**Passage given**
I get the question all the time: what do you do here? I get it. I must be either a missionary here or an English teacher. Those are the only two boxes to place someone like me into. Sadly, my answer is much more complicated.
No, I am not a missionary here. At least I don't think of myself as one. I don't have a sending church, nor am I supported financially by people overseas. I didn't come with a contract from an agency. Not even with a mission really. Except I do have a mission. But I think every christian has a mission, right?
And no, I'm not an English teacher. I have taught English on and off for the last 8 years. But, except for one private class, I gave that all up for my current jobs.
So the answer? I have three contracts.
One is working half time for Fundacion Generacion, a church planting foundation.
Another is working two days a week on the pastoral staff at Iglesia Santiago Apostol (ISA), a church plant in downtown Santiago.
And the third is as the national coordinator for an apprenticeship program for the Chilean Anglican Church.

See? it wasn't so hard to explain. Right?

My three bosses. the "trinity"
Cristobal, Juan Esteban, and Francisco
So as I mentioned, I am working as the executive assistant for Fundacion Generacion. It's a dream job in many ways. I get to organize conferences. I get to deal with a wide database of pastors and church planters all over Chile. I get to promote church planting, a mission a deeply believe in. I get to add my own (sometimes but not always wanted) input on various projects around the country. It's a fun combination of my gifts, passions, and hopes, all mixed together in a context that is full of challenges. I think the job would be challenging for anyone, but add in the fact that I am not actually chilena (shhhh.. it's a secret!) and you've got an extra layer of difficulty.
It is interesting to see how God is teaching me, training me, and challenging me through these jobs. I've realized that I am not as calm, cool, and collected as I would like to think. I realized that I am a perfectionist. And I realized that sometimes, against my will, my emotions are stronger than my logic. All lessons well learned and who knows what God has up His sleeve for me and this crazy adventure He has me on.

**What to work on**
- A) Answer the following from the post about the writer's three jobs:
(i) For how many years has the writer taught English on and off?
(ii) How often does the writer work on the pastoral staff at Iglesia Santiago Apostol?
(iii) What is the writer's role in the apprenticeship program for the Chilean Anglican Church?
- B) Rewrite the part of the post about the writer's three jobs that opens with the words "I get the question" and closes with "a mission, right?", putting "pastor" in place of "missionary".
The items are unrelated to the post about the writer's three jobs.

**Data listing**

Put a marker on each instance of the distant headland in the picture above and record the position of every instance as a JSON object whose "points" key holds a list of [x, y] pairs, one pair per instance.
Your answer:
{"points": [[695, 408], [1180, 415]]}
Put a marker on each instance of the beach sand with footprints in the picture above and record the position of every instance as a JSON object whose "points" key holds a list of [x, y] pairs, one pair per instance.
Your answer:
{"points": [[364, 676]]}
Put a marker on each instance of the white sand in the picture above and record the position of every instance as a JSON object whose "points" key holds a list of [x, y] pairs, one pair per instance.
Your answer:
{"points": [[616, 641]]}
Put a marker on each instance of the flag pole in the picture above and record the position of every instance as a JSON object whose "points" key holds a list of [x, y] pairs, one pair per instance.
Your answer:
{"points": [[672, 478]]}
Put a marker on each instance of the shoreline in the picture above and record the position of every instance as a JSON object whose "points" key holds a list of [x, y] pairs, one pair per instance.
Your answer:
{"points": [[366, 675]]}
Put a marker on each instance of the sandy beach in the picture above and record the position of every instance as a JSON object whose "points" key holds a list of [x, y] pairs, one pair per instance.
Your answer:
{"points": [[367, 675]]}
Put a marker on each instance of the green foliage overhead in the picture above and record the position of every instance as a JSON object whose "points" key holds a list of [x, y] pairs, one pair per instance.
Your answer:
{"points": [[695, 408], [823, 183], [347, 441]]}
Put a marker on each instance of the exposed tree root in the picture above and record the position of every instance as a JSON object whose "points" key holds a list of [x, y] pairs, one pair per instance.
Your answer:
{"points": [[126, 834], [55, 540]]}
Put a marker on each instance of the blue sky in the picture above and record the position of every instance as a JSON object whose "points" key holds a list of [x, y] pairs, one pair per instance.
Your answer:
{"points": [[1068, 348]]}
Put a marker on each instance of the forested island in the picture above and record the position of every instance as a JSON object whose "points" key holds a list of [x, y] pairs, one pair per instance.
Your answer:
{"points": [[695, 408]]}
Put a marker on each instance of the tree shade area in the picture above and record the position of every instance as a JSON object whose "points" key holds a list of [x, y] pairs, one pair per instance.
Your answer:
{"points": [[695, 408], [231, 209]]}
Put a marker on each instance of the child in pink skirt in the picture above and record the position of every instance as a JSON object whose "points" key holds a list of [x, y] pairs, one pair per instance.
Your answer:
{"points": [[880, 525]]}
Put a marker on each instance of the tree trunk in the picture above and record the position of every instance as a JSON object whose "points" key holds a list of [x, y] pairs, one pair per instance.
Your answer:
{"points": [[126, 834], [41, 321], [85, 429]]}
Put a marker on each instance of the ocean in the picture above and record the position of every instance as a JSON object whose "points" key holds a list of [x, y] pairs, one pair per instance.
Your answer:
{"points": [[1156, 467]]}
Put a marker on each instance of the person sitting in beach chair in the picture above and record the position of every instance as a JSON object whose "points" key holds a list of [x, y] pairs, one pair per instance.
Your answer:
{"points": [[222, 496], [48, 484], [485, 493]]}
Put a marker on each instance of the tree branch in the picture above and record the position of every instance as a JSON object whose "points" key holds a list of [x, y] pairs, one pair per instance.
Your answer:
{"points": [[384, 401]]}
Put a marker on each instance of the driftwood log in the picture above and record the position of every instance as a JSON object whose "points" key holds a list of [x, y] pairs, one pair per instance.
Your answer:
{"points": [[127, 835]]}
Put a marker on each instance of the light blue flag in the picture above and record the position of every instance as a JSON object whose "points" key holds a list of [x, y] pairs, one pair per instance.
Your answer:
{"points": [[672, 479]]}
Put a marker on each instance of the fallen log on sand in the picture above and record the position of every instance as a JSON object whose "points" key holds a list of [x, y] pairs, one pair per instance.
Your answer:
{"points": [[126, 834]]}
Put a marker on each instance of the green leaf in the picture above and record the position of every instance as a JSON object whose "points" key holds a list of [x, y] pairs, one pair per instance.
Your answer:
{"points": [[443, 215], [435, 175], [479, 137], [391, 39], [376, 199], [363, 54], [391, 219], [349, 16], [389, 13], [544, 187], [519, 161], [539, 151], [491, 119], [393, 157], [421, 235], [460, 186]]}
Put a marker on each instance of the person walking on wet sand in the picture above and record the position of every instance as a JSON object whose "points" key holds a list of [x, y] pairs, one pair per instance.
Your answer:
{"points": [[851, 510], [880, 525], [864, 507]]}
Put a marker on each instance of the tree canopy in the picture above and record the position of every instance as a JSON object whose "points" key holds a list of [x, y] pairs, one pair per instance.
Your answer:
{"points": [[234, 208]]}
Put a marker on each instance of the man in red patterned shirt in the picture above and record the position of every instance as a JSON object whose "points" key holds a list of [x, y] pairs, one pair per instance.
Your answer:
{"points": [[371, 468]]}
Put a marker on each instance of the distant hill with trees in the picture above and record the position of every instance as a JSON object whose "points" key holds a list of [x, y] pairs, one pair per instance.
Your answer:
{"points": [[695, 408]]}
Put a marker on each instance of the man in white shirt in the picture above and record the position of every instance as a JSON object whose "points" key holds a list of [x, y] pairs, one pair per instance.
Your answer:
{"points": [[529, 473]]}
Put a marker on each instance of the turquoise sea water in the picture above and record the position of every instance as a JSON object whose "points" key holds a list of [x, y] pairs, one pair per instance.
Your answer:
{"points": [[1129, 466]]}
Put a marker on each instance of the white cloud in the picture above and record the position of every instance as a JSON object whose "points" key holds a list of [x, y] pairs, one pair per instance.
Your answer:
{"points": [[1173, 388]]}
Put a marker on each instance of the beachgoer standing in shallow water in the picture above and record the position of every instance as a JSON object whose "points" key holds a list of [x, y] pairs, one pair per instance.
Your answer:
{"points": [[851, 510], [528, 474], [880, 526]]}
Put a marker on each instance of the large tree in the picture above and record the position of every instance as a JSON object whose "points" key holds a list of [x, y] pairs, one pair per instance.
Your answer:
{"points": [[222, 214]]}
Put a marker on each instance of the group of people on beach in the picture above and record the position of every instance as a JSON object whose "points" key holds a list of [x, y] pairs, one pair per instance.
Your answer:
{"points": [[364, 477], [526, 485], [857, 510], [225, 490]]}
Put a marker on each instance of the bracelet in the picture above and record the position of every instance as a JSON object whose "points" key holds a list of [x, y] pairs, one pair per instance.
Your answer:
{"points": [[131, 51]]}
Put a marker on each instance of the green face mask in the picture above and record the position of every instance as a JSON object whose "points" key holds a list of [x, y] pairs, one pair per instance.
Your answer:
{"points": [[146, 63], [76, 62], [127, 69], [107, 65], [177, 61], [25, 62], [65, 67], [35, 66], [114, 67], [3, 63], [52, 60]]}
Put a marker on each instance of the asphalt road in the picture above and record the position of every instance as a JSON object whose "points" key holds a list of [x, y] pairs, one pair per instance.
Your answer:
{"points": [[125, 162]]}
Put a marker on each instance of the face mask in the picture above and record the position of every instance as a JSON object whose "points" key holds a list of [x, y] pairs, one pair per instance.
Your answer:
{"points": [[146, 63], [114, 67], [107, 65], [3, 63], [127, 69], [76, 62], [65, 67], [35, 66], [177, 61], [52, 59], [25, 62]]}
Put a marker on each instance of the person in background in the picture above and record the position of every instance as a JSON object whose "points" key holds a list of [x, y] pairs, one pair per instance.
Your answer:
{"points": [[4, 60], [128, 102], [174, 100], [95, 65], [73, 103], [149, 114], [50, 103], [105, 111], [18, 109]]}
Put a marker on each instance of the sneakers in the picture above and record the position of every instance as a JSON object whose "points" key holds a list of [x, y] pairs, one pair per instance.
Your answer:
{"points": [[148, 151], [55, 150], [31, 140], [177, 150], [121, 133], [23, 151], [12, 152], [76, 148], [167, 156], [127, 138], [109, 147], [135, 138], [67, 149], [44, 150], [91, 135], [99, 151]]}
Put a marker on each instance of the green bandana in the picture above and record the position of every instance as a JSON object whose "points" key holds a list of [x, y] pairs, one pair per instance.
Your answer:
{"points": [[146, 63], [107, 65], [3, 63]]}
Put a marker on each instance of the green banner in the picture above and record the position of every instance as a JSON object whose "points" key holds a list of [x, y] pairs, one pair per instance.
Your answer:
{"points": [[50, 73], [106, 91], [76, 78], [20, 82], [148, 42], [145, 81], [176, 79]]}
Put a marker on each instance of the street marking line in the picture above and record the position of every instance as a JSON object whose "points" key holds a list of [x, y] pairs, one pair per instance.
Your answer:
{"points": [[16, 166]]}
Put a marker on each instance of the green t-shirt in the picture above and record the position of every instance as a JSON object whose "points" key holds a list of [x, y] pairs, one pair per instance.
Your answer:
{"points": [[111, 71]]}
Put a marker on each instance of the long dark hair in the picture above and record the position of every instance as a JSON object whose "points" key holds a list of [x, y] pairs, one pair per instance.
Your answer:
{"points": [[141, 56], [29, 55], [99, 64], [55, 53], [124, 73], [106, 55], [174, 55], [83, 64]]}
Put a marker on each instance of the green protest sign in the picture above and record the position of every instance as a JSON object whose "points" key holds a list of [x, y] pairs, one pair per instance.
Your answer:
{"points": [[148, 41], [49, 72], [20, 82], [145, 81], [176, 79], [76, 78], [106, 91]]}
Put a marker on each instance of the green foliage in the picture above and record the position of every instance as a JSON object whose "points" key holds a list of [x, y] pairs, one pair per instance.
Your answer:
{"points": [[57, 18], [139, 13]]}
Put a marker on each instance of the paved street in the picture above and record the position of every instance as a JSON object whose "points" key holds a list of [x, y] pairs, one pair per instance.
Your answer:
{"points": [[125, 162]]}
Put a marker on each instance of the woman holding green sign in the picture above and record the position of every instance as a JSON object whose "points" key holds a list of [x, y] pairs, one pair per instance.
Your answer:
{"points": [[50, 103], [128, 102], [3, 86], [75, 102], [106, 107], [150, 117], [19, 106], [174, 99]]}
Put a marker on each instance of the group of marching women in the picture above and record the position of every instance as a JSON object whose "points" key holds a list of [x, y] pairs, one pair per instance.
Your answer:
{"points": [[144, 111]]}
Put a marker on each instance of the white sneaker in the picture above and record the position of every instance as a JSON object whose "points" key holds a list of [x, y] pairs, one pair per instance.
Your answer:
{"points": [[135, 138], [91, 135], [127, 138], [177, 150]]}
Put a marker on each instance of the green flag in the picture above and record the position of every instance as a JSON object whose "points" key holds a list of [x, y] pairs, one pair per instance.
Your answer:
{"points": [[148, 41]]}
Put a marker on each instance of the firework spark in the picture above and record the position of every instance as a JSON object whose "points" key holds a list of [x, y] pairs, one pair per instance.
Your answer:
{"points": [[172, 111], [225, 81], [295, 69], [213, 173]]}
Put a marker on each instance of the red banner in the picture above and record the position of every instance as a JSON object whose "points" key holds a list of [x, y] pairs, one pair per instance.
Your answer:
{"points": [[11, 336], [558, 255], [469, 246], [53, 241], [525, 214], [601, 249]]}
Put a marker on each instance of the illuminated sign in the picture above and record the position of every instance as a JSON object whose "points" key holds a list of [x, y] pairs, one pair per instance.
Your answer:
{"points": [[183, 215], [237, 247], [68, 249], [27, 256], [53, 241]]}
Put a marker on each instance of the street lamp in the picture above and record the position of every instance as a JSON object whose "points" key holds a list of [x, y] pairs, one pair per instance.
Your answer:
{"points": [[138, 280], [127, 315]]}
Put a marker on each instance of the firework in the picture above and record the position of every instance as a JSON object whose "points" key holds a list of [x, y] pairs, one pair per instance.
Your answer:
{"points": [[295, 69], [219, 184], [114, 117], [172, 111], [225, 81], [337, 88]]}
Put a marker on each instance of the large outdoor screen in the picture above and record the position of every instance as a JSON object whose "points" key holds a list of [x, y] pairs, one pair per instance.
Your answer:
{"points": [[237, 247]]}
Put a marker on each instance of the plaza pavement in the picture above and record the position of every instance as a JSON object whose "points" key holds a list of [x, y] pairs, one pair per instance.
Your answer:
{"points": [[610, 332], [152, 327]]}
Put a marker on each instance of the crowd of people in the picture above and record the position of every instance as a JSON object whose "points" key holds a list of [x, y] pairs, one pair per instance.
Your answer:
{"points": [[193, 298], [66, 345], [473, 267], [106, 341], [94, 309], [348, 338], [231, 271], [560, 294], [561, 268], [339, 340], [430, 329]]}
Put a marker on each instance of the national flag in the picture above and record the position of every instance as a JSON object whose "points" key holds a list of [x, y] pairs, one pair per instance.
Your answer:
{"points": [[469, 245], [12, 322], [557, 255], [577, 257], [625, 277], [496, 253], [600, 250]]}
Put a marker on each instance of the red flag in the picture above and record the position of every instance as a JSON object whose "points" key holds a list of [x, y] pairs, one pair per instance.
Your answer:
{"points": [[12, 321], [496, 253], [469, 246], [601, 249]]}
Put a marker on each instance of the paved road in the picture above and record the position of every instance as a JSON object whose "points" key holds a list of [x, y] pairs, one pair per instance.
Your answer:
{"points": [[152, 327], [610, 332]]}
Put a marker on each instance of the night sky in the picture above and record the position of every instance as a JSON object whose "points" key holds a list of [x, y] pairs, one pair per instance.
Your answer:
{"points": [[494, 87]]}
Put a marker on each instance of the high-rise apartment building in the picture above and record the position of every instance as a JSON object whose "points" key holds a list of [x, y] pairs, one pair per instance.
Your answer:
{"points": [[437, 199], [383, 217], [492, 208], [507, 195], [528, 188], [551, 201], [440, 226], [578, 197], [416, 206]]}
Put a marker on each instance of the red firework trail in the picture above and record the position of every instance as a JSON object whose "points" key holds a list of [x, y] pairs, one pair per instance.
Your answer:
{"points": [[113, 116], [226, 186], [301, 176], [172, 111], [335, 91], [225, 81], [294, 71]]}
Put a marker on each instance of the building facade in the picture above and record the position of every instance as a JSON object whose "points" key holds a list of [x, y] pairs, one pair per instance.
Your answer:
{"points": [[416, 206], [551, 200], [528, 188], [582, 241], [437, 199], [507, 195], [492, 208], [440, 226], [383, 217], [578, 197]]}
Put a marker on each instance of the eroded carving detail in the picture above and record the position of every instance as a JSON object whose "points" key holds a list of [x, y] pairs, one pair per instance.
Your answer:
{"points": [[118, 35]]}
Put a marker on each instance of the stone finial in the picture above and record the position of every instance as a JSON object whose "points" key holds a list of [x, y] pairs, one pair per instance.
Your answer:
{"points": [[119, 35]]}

**Worked answers**
- A)
(i) 8 years
(ii) Two days a week
(iii) National coordinator

- B)
I get the question all the time: what do you do here? I get it. I must be either a pastor here or an English teacher. Those are the only two boxes to place someone like me into. Sadly, my answer is much more complicated.
No, I am not a pastor here. At least I don't think of myself as one. I don't have a sending church, nor am I supported financially by people overseas. I didn't come with a contract from an agency. Not even with a mission really. Except I do have a mission. But I think every christian has a mission, right?